▸ Dataset rows
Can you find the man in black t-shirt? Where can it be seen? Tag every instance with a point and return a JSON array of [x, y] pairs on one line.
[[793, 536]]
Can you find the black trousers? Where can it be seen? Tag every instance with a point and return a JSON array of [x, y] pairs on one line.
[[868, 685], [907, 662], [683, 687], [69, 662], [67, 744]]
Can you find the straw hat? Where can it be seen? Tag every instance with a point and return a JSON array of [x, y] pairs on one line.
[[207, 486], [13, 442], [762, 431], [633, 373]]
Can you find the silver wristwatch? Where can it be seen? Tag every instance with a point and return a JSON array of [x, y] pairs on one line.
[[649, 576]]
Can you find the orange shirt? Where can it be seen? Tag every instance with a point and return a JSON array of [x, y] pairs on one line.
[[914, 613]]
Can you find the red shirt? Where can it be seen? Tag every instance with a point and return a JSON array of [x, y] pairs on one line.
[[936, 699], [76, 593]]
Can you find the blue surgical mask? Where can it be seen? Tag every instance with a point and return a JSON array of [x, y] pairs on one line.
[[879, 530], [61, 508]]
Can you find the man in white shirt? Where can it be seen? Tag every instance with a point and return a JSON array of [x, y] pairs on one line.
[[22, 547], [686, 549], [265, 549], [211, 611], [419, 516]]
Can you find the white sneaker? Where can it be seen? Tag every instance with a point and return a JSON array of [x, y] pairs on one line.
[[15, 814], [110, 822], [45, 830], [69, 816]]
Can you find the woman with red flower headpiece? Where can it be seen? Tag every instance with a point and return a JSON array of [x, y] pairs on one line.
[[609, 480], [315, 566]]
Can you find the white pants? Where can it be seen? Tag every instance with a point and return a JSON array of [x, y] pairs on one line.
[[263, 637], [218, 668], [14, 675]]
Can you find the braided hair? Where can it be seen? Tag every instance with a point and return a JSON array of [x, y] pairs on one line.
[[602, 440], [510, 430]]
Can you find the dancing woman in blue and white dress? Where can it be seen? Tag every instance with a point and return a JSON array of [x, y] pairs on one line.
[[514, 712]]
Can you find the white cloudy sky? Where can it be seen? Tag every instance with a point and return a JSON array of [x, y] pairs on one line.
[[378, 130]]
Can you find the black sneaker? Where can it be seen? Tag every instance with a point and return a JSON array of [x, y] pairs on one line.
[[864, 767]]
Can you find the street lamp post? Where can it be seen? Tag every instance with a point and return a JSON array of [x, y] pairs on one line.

▸ Exercise instructions
Write out everything from the line containing "Can you find the straw" down to the line containing "[[649, 576]]", both ends included, with the requests unchanged and each point coordinate in the answers scaled by 1.2 and rounded to a whole number, halves rounding up. Give only those lines.

▸ Result for this task
Can you find the straw hat? Where can it be seen? Tag every instance with a point and return a JSON array of [x, y] pairs on one line.
[[248, 583], [16, 530], [914, 517], [760, 448]]
Can you find the silver wristwatch? Where can it be seen? Tag every instance with a point and return a JSON array of [x, y] pairs on one line.
[[779, 691]]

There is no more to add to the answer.